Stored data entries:
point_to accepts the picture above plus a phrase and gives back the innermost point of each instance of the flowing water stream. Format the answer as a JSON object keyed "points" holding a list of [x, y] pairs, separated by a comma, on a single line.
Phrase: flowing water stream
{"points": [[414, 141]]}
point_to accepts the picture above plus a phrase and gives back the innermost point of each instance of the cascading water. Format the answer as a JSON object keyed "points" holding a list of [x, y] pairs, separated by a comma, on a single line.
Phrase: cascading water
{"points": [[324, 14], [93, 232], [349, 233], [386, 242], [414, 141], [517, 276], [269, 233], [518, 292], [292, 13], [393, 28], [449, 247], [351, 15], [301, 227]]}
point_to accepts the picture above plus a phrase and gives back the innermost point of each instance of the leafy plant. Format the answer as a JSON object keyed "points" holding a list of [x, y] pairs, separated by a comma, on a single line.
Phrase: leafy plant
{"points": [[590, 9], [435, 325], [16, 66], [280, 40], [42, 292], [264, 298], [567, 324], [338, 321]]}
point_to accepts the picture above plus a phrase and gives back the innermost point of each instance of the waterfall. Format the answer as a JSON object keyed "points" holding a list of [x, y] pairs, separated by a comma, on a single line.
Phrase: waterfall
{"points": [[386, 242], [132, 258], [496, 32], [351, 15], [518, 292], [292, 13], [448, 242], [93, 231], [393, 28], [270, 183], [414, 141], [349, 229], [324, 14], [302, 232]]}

* Instruction:
Copy every one of the records above word for word, with nothing changed, added, or left out.

* Task response:
point_to accepts the picture above plus a phrase and gives back the innermost point of each instance of the flowing water stream. Format the answer as a JSON object keyed "points" holding a list of [x, y] pairs, separated by a comma, on a single line.
Phrase: flowing water stream
{"points": [[414, 141]]}
point_to accepts the picture above plus a phrase and gives back the innermost point of each instance of the cascading water. Format the answer as a JSON object keyed "points" holding a list of [x, y] pairs, separated by a comma, on a single line.
Phrase: cascading water
{"points": [[324, 14], [93, 232], [349, 233], [386, 242], [414, 141], [517, 276], [269, 233], [518, 292], [292, 13], [393, 28], [449, 247], [351, 15], [301, 227]]}
point_to accepts the picture above plus a phrase and gives back the innermost point of each instance of the leafy plant. Format the answer as a JSON object keyed "points" holding a list of [x, y] pairs, separated by a comma, on a single line.
Phrase: leafy plant
{"points": [[590, 9], [435, 325], [16, 66], [280, 40], [42, 292], [264, 298], [567, 324], [338, 321]]}
point_to accepts the picture above plus a phrase and gives back the innermost point of each instance of the waterfall. Format the answer as a JSON object keyed "points" holding a list of [x, y] pairs, separated by a comma, on a single line.
Phrase: waterfall
{"points": [[386, 242], [132, 258], [496, 32], [351, 15], [518, 292], [292, 13], [448, 242], [93, 231], [393, 28], [270, 183], [414, 141], [349, 229], [324, 14], [302, 232]]}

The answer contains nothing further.